GOAL OF THE EXERCISE
Provide an exact transcription of all the records.

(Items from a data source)
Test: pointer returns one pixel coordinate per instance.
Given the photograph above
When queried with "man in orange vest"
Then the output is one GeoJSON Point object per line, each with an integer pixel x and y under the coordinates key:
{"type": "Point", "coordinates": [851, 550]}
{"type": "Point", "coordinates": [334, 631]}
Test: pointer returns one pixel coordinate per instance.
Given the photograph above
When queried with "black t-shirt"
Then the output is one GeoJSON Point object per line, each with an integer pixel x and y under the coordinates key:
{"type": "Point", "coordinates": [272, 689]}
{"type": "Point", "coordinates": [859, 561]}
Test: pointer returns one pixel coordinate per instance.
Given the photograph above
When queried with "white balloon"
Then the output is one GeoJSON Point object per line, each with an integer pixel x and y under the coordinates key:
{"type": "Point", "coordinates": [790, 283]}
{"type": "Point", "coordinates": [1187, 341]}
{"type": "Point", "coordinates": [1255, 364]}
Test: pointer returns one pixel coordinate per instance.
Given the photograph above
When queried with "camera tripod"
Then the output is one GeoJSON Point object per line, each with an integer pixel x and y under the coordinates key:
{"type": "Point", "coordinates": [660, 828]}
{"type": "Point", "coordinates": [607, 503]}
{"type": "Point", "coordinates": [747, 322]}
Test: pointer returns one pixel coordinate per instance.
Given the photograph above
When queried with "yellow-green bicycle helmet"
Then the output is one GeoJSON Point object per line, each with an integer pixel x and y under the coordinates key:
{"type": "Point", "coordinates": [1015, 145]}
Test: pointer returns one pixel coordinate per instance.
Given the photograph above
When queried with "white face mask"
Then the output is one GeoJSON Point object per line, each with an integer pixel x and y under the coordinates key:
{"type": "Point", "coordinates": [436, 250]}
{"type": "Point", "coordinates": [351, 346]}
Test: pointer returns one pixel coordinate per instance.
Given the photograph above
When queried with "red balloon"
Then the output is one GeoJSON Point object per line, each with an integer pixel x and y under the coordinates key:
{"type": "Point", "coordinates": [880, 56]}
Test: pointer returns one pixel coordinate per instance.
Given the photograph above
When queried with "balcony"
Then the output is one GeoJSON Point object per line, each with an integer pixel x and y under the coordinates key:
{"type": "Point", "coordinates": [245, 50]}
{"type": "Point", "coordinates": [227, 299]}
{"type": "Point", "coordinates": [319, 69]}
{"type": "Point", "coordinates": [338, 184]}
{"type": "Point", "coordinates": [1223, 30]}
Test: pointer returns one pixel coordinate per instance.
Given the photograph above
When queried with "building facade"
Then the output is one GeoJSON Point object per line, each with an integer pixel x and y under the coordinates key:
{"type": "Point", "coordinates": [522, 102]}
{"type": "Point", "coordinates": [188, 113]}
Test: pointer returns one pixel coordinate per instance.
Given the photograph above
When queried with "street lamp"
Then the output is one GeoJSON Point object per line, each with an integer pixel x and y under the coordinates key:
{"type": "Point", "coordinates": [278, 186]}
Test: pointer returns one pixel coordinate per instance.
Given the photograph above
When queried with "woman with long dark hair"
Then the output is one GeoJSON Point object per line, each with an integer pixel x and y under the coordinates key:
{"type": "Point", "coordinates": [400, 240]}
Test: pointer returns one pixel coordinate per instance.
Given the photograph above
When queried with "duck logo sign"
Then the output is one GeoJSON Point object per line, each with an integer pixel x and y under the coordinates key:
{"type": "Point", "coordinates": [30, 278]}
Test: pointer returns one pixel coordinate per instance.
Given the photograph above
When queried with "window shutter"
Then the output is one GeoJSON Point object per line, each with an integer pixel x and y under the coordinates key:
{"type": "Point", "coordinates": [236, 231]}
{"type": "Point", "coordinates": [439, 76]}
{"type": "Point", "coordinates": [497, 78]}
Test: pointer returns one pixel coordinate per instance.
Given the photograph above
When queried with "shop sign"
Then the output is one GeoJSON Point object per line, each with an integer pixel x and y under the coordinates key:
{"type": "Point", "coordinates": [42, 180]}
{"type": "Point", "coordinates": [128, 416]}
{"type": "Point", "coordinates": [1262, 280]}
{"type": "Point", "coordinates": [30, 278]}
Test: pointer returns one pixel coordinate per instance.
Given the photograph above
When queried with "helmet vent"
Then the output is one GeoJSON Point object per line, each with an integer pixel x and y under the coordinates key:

EXPECTED ANSWER
Test: pointer returns one pixel coordinate per instance.
Given the photograph above
When queried with "man in orange vest"
Then the output is one GeoJSON Point object per line, each with an integer pixel x and y under the coordinates key:
{"type": "Point", "coordinates": [851, 550]}
{"type": "Point", "coordinates": [334, 631]}
Test: pointer returns one pixel coordinate per instance.
Given the photograph above
When queried with "black t-shirt"
Then the output is one GeoJSON Point object per line, each with an integer pixel x and y under the coordinates key:
{"type": "Point", "coordinates": [272, 689]}
{"type": "Point", "coordinates": [859, 561]}
Test: pointer returns one pixel coordinate per instance.
Given the photograph above
When queried with "white balloon"
Then the output is one GeoJSON Point object per line, each with an integer pixel x and y under the coordinates key:
{"type": "Point", "coordinates": [790, 283]}
{"type": "Point", "coordinates": [1187, 341]}
{"type": "Point", "coordinates": [1255, 364]}
Test: pointer returns one pixel coordinate per instance.
Given the photograph above
When queried with "camera tripod"
Then the output is one GeoJSON Point object per line, each with an integer pixel x and y under the coordinates key:
{"type": "Point", "coordinates": [660, 828]}
{"type": "Point", "coordinates": [607, 503]}
{"type": "Point", "coordinates": [747, 322]}
Test: pointer returns one pixel coordinate per instance.
Given the photograph above
When queried with "yellow-green bicycle helmet"
Then the output is one GeoJSON Point object per line, each with an integer pixel x and y under the coordinates key:
{"type": "Point", "coordinates": [1015, 145]}
Test: pointer returns one pixel coordinate per instance.
Given the photograph above
When queried with "white face mask"
Then the output is one GeoJSON Point object per line, each with an integer pixel x and y under the coordinates key:
{"type": "Point", "coordinates": [436, 250]}
{"type": "Point", "coordinates": [351, 346]}
Test: pointer returns one pixel coordinate per instance.
Given the photograph above
When queried with "red balloon"
Then the output is one GeoJSON Point object per line, each with an integer pixel x and y under the coordinates key:
{"type": "Point", "coordinates": [880, 56]}
Test: pointer returns one pixel coordinate per instance.
Given the photograph above
When queried with "balcony"
Then the output is one GeoJSON Point object per line, each with an integer pixel x and y under the coordinates key:
{"type": "Point", "coordinates": [245, 50]}
{"type": "Point", "coordinates": [227, 299]}
{"type": "Point", "coordinates": [319, 69]}
{"type": "Point", "coordinates": [338, 184]}
{"type": "Point", "coordinates": [1223, 30]}
Test: pointer returns one pixel coordinate per instance.
Given the photograph above
When queried with "building facade"
Then the output is one GeoJSON Point object per line, each with an integer pixel x and y under the coordinates key:
{"type": "Point", "coordinates": [522, 102]}
{"type": "Point", "coordinates": [188, 113]}
Test: pointer returns one pixel coordinate per instance.
Given the photograph above
When queried with "street lamp"
Then the output is one GeoJSON Point object per line, each with an integer pixel x and y under the coordinates key:
{"type": "Point", "coordinates": [278, 186]}
Test: pointer returns one pixel coordinate per instance.
Given the photograph above
When queried with "woman with long dark hair"
Then the output is one GeoJSON Point object per line, each with an integer pixel x and y under the coordinates key:
{"type": "Point", "coordinates": [400, 240]}
Test: pointer returns one pixel coordinate per instance.
Given the photograph above
When queried with "duck logo sign"
Then the output is one GeoJSON Point object per line, each with an integer pixel x and y under the coordinates key:
{"type": "Point", "coordinates": [30, 278]}
Test: pointer returns one pixel coordinate per instance.
Given the photograph above
When queried with "window shutter"
Then the output is one GeoJSON Point object per line, each with an integer pixel x and y under the coordinates key:
{"type": "Point", "coordinates": [236, 231]}
{"type": "Point", "coordinates": [439, 76]}
{"type": "Point", "coordinates": [497, 78]}
Test: pointer returns one pixel coordinate per instance.
Given the photograph above
When queried with "shop sign"
Then the output is one GeoJSON Point object per line, each with an integer pixel x and y under the coordinates key:
{"type": "Point", "coordinates": [42, 180]}
{"type": "Point", "coordinates": [128, 416]}
{"type": "Point", "coordinates": [1262, 280]}
{"type": "Point", "coordinates": [30, 278]}
Test: pointer returns one pixel coordinate per instance.
Given the photograph above
When queried with "helmet vent"
Then the output is one GeoJSON Point object per line, each with an integer pixel x and y under the coordinates key:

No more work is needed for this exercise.